→ Work to be completed
The entries are to be duplicated exactly, with nothing left out.

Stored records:
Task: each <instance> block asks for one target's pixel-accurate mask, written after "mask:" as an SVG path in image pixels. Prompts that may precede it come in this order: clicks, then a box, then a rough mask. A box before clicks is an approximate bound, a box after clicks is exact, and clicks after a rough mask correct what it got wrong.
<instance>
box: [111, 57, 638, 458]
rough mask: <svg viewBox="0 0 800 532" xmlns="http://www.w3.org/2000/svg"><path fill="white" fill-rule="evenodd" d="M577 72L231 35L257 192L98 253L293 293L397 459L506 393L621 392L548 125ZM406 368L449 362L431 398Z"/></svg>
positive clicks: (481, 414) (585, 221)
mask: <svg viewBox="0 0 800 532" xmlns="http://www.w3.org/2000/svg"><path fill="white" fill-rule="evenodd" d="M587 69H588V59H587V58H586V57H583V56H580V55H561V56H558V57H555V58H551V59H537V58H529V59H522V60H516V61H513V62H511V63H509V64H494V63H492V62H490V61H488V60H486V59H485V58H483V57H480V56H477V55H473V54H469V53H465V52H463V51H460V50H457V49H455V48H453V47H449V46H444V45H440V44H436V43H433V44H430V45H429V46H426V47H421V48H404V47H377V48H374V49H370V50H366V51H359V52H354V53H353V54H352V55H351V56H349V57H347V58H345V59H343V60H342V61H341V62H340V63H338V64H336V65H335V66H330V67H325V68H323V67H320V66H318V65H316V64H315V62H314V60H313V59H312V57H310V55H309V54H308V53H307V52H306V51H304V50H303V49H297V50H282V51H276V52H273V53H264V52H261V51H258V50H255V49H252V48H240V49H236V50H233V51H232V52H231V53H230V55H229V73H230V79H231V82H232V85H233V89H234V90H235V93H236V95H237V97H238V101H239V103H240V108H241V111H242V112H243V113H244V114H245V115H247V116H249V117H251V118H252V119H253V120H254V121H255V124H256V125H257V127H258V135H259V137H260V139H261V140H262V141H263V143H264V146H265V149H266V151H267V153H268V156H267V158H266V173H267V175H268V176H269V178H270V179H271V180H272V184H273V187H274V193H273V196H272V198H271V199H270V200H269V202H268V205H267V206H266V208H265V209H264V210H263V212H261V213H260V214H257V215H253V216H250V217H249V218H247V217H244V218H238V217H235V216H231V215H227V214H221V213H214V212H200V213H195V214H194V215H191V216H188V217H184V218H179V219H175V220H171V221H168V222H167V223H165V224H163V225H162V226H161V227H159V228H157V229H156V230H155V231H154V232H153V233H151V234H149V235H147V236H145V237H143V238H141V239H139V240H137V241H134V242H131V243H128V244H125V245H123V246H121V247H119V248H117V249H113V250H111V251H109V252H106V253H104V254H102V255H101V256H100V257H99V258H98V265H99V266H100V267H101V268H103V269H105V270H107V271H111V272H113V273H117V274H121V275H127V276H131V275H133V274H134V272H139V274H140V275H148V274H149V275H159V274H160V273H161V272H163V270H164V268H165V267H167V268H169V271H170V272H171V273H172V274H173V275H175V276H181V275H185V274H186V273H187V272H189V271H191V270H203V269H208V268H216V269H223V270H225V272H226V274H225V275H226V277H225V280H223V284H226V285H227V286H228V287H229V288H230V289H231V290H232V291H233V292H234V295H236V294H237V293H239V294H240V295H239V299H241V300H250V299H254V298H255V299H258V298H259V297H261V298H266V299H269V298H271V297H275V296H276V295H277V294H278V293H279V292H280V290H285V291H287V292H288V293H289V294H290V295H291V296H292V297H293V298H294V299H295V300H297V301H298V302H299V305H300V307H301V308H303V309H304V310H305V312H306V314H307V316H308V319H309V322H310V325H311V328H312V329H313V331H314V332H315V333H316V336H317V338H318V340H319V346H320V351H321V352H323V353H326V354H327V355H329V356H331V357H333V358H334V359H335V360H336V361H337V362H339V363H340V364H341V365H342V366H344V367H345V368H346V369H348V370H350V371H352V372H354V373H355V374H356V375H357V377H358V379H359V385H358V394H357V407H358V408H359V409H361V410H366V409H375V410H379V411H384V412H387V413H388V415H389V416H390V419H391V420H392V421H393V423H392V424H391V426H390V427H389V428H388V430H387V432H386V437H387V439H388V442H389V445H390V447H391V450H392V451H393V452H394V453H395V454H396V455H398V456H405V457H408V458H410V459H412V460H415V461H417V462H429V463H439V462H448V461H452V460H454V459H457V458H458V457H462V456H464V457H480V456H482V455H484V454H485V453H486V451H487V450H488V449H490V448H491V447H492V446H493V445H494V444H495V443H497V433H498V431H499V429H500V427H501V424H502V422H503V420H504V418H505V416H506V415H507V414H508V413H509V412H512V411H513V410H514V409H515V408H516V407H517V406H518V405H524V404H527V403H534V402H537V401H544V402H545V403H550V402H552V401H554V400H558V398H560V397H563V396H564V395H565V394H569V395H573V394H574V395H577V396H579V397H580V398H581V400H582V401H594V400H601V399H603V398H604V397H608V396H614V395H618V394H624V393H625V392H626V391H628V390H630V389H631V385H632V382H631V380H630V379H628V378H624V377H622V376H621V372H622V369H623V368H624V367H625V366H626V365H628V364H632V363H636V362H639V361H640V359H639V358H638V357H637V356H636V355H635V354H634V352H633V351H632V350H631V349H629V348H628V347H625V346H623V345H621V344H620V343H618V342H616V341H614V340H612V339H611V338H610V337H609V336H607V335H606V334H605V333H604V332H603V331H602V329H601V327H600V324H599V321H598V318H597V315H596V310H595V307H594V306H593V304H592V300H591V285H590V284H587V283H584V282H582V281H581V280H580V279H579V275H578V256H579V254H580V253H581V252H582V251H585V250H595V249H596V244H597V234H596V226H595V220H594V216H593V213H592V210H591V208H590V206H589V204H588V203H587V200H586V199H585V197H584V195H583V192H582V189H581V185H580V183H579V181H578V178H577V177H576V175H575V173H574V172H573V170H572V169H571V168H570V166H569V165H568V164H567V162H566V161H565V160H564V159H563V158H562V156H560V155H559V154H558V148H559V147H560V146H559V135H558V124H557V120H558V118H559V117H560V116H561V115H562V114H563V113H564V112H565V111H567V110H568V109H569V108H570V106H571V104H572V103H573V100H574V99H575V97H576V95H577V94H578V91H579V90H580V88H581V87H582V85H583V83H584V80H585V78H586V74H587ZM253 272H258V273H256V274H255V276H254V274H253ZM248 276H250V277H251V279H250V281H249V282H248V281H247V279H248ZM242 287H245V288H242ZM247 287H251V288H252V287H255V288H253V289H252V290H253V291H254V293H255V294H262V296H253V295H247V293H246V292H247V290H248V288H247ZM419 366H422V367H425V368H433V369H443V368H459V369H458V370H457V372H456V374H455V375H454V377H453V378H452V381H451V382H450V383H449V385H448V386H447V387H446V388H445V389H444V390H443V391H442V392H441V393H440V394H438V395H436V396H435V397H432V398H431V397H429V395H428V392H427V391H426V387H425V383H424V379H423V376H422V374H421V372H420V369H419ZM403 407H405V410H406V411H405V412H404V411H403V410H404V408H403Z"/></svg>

→ The completed task
Task: each <instance> block asks for one target's pixel-accurate mask, written after "mask:" as an SVG path in image pixels. Prompts that may precede it come in this order: clicks, then a box, then a rough mask. A box before clicks is an approximate bound, a box after clicks is exact, and clicks after a rough mask correct what it got wrong.
<instance>
box: [111, 57, 638, 458]
rough mask: <svg viewBox="0 0 800 532" xmlns="http://www.w3.org/2000/svg"><path fill="white" fill-rule="evenodd" d="M577 72L231 35L257 192L98 253L293 293L397 459L506 393L621 392L548 125ZM406 368L449 362L431 398Z"/></svg>
positive clicks: (481, 414) (585, 221)
mask: <svg viewBox="0 0 800 532" xmlns="http://www.w3.org/2000/svg"><path fill="white" fill-rule="evenodd" d="M587 69H588V59H587V58H586V57H583V56H580V55H561V56H558V57H555V58H551V59H537V58H529V59H522V60H516V61H513V62H511V63H509V64H494V63H492V62H490V61H488V60H486V59H485V58H483V57H480V56H477V55H473V54H469V53H465V52H463V51H460V50H457V49H455V48H453V47H449V46H444V45H440V44H436V43H433V44H430V45H429V46H426V47H421V48H404V47H377V48H374V49H370V50H366V51H359V52H354V53H353V54H352V55H351V56H349V57H347V58H345V59H343V60H342V61H341V62H340V63H338V64H336V65H335V66H330V67H325V68H323V67H320V66H318V65H316V64H315V62H314V60H313V59H312V57H310V55H309V54H308V53H307V52H306V51H304V50H303V49H297V50H282V51H276V52H273V53H264V52H261V51H258V50H255V49H252V48H240V49H236V50H233V51H232V52H231V53H230V55H229V73H230V79H231V82H232V85H233V89H234V90H235V93H236V95H237V97H238V101H239V103H240V108H241V111H242V112H243V113H244V114H245V115H247V116H249V117H251V118H252V119H253V120H254V121H255V124H256V125H257V127H258V135H259V137H260V139H261V140H262V141H263V143H264V146H265V149H266V151H267V153H268V156H267V158H266V173H267V175H268V176H269V178H270V179H271V180H272V184H273V187H274V193H273V196H272V198H271V199H270V200H269V202H268V205H267V206H266V208H265V209H264V210H263V212H261V213H260V214H257V215H253V216H250V217H249V218H247V217H244V218H238V217H235V216H231V215H227V214H221V213H214V212H200V213H195V214H194V215H191V216H188V217H184V218H179V219H175V220H171V221H168V222H167V223H165V224H163V225H162V226H161V227H159V228H157V229H156V230H155V231H154V232H153V233H151V234H149V235H147V236H145V237H143V238H141V239H139V240H137V241H134V242H131V243H128V244H125V245H123V246H121V247H119V248H117V249H113V250H111V251H109V252H106V253H104V254H102V255H101V256H100V257H99V258H98V265H99V266H100V267H101V268H103V269H105V270H107V271H111V272H113V273H117V274H121V275H127V276H131V275H133V274H134V272H139V274H140V275H148V274H149V275H159V274H160V273H161V272H163V270H164V268H165V267H167V268H169V271H170V272H171V273H172V274H173V275H175V276H181V275H185V274H186V273H187V272H189V271H191V270H203V269H208V268H216V269H223V270H225V272H226V274H225V275H226V277H225V280H223V284H226V285H227V286H228V287H229V288H230V289H231V290H232V291H233V292H234V295H236V294H237V293H239V294H240V295H239V299H241V300H250V299H254V298H255V299H258V298H259V297H261V298H266V299H269V298H271V297H275V296H276V295H277V294H278V293H279V292H280V290H285V291H287V292H288V293H289V294H290V295H291V296H292V297H293V298H294V299H295V300H297V301H298V302H299V305H300V307H301V308H303V309H304V310H305V312H306V314H307V316H308V319H309V322H310V325H311V328H312V329H313V331H314V332H315V333H316V336H317V338H318V340H319V346H320V351H321V352H323V353H326V354H327V355H329V356H331V357H333V358H334V359H335V360H336V361H337V362H339V363H340V364H341V365H342V366H344V367H345V368H346V369H348V370H350V371H352V372H354V373H355V374H356V375H357V377H358V379H359V385H358V394H357V407H358V408H359V409H361V410H366V409H375V410H379V411H384V412H387V413H388V415H389V416H390V419H391V420H392V421H393V423H392V424H391V426H390V427H389V428H388V430H387V432H386V437H387V439H388V442H389V445H390V447H391V450H392V451H393V452H394V453H395V454H396V455H398V456H405V457H408V458H410V459H412V460H415V461H417V462H429V463H439V462H448V461H452V460H454V459H457V458H458V457H462V456H464V457H480V456H482V455H484V454H485V453H486V451H487V450H488V449H490V448H491V447H492V446H493V445H494V444H495V443H497V433H498V431H499V429H500V427H501V424H502V422H503V420H504V418H505V416H506V415H507V414H508V413H509V412H512V411H513V410H514V409H515V408H516V407H517V406H518V405H524V404H527V403H534V402H537V401H544V402H545V403H550V402H552V401H554V400H558V398H560V397H563V396H564V395H565V394H569V395H573V394H574V395H577V396H579V397H580V398H581V400H582V401H594V400H601V399H603V398H604V397H608V396H614V395H618V394H624V393H625V392H626V391H628V390H630V389H631V385H632V382H631V380H630V379H628V378H624V377H622V376H621V372H622V369H623V368H624V367H625V366H626V365H628V364H632V363H636V362H639V361H640V359H639V358H638V357H637V356H636V355H635V354H634V352H633V351H632V350H631V349H629V348H628V347H625V346H623V345H621V344H620V343H618V342H616V341H614V340H612V339H611V338H610V337H609V336H607V335H606V334H605V333H604V332H603V331H602V329H601V327H600V324H599V321H598V318H597V315H596V310H595V307H594V306H593V304H592V300H591V285H590V284H587V283H584V282H582V281H581V280H580V279H579V275H578V256H579V254H580V253H581V252H582V251H585V250H595V249H596V244H597V234H596V226H595V220H594V216H593V213H592V210H591V208H590V206H589V204H588V203H587V200H586V199H585V197H584V195H583V192H582V189H581V185H580V183H579V181H578V178H577V177H576V175H575V173H574V172H573V170H572V169H571V168H570V166H569V165H568V164H567V162H566V161H565V160H564V159H563V158H562V156H560V155H559V154H558V148H559V147H560V146H559V135H558V124H557V120H558V118H559V117H560V116H561V115H562V114H563V113H564V112H565V111H567V110H568V109H569V108H570V106H571V104H572V103H573V100H574V99H575V97H576V95H577V94H578V91H579V90H580V88H581V87H582V85H583V83H584V80H585V78H586V74H587ZM253 272H258V273H256V274H255V276H254V274H253ZM248 276H250V277H251V279H250V281H249V282H248V281H247V279H248ZM242 287H245V288H242ZM247 287H251V288H252V287H255V288H253V289H252V290H253V291H254V293H255V294H262V296H253V295H247V293H246V292H247V290H248V288H247ZM419 366H422V367H425V368H433V369H443V368H459V369H458V370H457V372H456V374H455V375H454V377H453V378H452V381H451V382H450V383H449V385H448V386H447V387H446V388H445V389H444V390H443V391H442V392H441V393H440V394H438V395H436V396H435V397H432V398H431V397H429V395H428V392H427V391H426V387H425V383H424V379H423V376H422V374H421V372H420V369H419ZM403 407H405V410H406V411H405V412H404V411H403V410H404V408H403Z"/></svg>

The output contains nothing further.